CONSEGNA:
Secondo l'estratto sul caso Vannini, quale affermazione di Franca Leosini ha fatto adirare la Fnopi? Spiegalo in una o due frasi.

-------- ESTRATTO DELLA FONTE

Altra pesante incomprensione è scaturita proprio da un’esternazione di Franca Leosini parlando del ruolo decisivo dei paramedici del 118 intervenuti per prestare i primi soccorsi a Marco Vannini nel corso di quella maledetta notte del 17 maggio 2015. Giulio Golia, inviato de “Le Iene“, riuscì qualche mese fa ad intervistare i due paramedici che prestarono le prime cure a Marco all’interno dell’abitazione dei Ciontoli e che pensavano di trovarsi di fronte un ragazzo sì ferito, ma con un pettine ed affetto più da un attacco di panico che da uno choc a seguito di un colpo di arma da fuoco. “C’erano delle incongruenze tra quello che mi diceva il signor Ciontoli e quello che io vedevo del ragazzo“, ha sostenuto l’infermiera intervenuta a Ladispoli ripercorrendo, in TV come nelle aule di Tribunale, tutte le fasi cruciali che hanno condotto al decesso prematuro di Marco. Come oramai sappiamo, il Ciontoli confessò il misfatto solo al Pit chiedendo al medico che aveva in cura il ragazzo di occultare il presunto “incidente”, pena la perdita del lavoro. L’uomo mentì consapevolmente, eppure la padrona di casa di “Storie Maledette” non ha mancato di rilasciare una dichiarazione al vetriolo che ha fatto adirare non poco la Federazione nazionale degli Ordini delle professioni infermieristiche (Fnopi). “L’ambulanza arriva soltanto con l’infermiera e l’autista, senza carattere di emergenza. Quest’infermiera non era qualificata per rendersi conto delle condizioni di Marco. Era un’infermiera, non un medico. Non aveva un titolo sufficiente per capire che il ragazzo non era stato ferito da una punta di pettine“, ha deliberato la Leosini nel corso della prima puntata dello speciale dedicato al Ciontoli, scatenando le reazioni contrariate di un’intera categoria professionale, troppo presto bistrattata e trattata con sufficienza. “Ancora una volta la questione ambulanze senza medico a bordo, ancora una volta i media stropicciano la dignità che una professione ha acquisito con gli anni, con la ricerca, con lo studio, con le evidenze, con la formazione continua e con delle leggi dello Stato. Ancora una volta la televisione che getta fango sugli infermieri” commenta in un pezzo datato 1° luglio il Vicedirettore del portale Nurse24.it Sara Di Santo.
Infermieri impreparati, gogna mediatica, vittimismo esagerato: ancora una volta ci troviamo di fronte all’ennesimo ibrido di “Trash TV” che incontra la cronaca nuda e cruda, quella spesso riportata da contenitori come “Chi l’ha visto?” o “Quarto Grado”. Il risultato di questo speciale è piuttosto straniante e divide le coscienze, provocando in chiunque abbia deciso di guardarlo un fortissimo colpo al cuore, non paragonabile però a quello che ha ucciso il povero Marco Vannini. L’audience è soddisfatta; i social sono inondati di post che hanno reso la Leosini e la sua trasmissione un vero e proprio trend topic. In tutto questo tripudio di “sudore e lacrime”, però, una domanda rimbomba nella testa dello spettatore: la verità, quella che la famiglia Vannini agogna da oltre 4 anni e merita, dov’è?

----------------
-------- VOCI FORNITE

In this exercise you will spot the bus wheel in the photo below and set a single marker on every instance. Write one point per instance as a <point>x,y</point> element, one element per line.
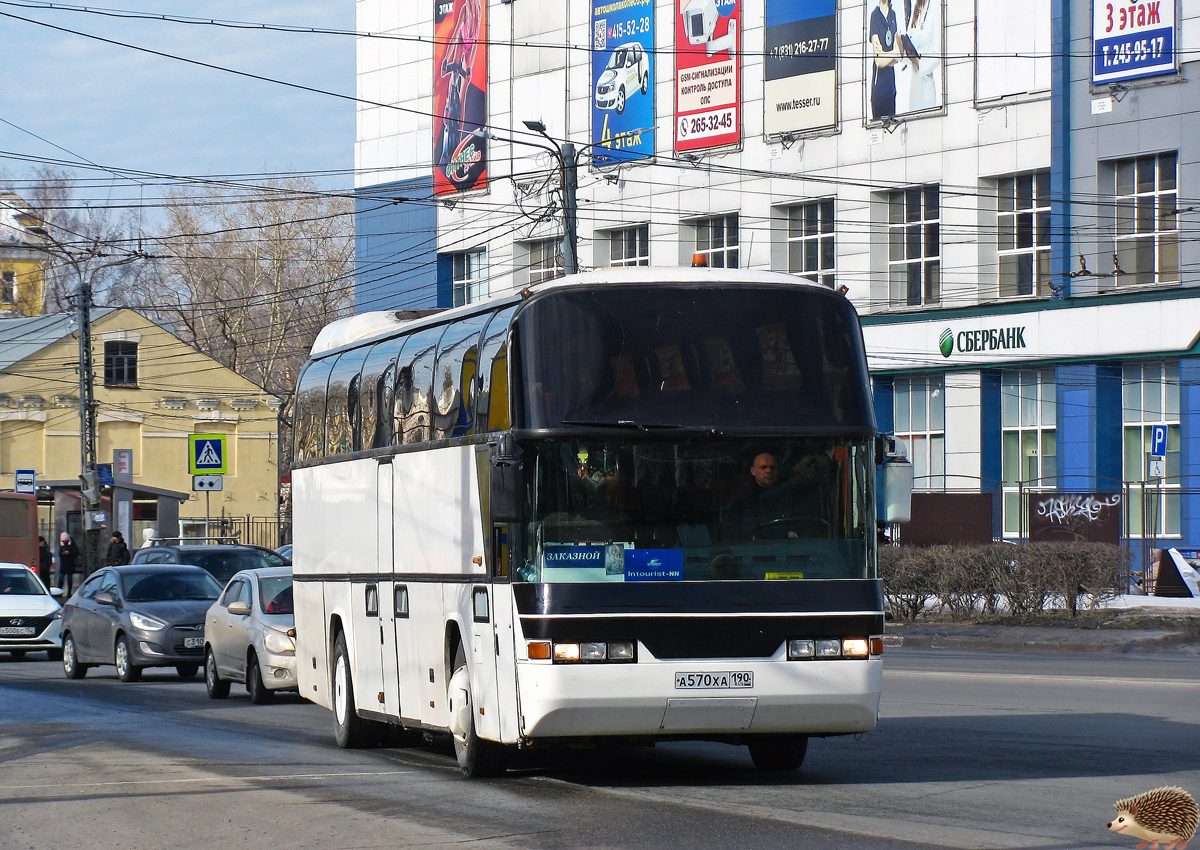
<point>477,758</point>
<point>351,730</point>
<point>778,752</point>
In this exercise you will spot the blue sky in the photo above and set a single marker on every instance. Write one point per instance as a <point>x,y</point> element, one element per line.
<point>126,108</point>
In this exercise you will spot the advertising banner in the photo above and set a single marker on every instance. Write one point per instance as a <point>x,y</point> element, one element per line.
<point>708,75</point>
<point>460,95</point>
<point>1132,40</point>
<point>622,81</point>
<point>905,45</point>
<point>801,75</point>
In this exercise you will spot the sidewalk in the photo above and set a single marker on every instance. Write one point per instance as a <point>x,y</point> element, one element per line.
<point>1145,624</point>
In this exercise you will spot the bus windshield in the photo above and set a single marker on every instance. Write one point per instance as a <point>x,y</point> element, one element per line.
<point>772,358</point>
<point>697,510</point>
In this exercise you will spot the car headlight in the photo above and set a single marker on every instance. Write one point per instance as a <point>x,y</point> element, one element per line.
<point>279,642</point>
<point>145,623</point>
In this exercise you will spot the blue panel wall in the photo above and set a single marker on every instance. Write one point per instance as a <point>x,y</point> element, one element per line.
<point>1189,449</point>
<point>395,246</point>
<point>1089,428</point>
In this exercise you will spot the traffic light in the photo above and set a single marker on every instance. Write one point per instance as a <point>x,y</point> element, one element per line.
<point>89,486</point>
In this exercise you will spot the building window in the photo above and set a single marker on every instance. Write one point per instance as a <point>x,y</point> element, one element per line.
<point>120,364</point>
<point>915,246</point>
<point>469,270</point>
<point>1146,221</point>
<point>1150,394</point>
<point>1027,420</point>
<point>630,246</point>
<point>1023,233</point>
<point>810,246</point>
<point>544,259</point>
<point>717,239</point>
<point>919,407</point>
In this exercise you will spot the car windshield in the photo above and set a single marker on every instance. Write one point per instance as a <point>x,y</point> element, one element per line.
<point>275,594</point>
<point>168,586</point>
<point>19,582</point>
<point>697,510</point>
<point>222,563</point>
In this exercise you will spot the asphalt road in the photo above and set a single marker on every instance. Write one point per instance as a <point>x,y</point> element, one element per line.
<point>973,750</point>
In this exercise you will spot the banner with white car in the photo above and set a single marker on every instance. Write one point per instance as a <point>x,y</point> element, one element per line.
<point>622,81</point>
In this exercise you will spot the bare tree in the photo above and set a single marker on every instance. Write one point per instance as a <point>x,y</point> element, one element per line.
<point>251,275</point>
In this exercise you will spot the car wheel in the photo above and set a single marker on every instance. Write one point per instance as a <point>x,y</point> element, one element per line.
<point>217,687</point>
<point>351,730</point>
<point>126,671</point>
<point>259,693</point>
<point>71,665</point>
<point>477,758</point>
<point>778,752</point>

----------------

RISPOSTA:
La Fnopi si è adirata per la dichiarazione di Franca Leosini sull'infermiera intervenuta. Secondo Leosini, l'infermiera non era qualificata e, non essendo un medico, non aveva un titolo sufficiente per capire che Marco non era stato ferito da una punta di pettine.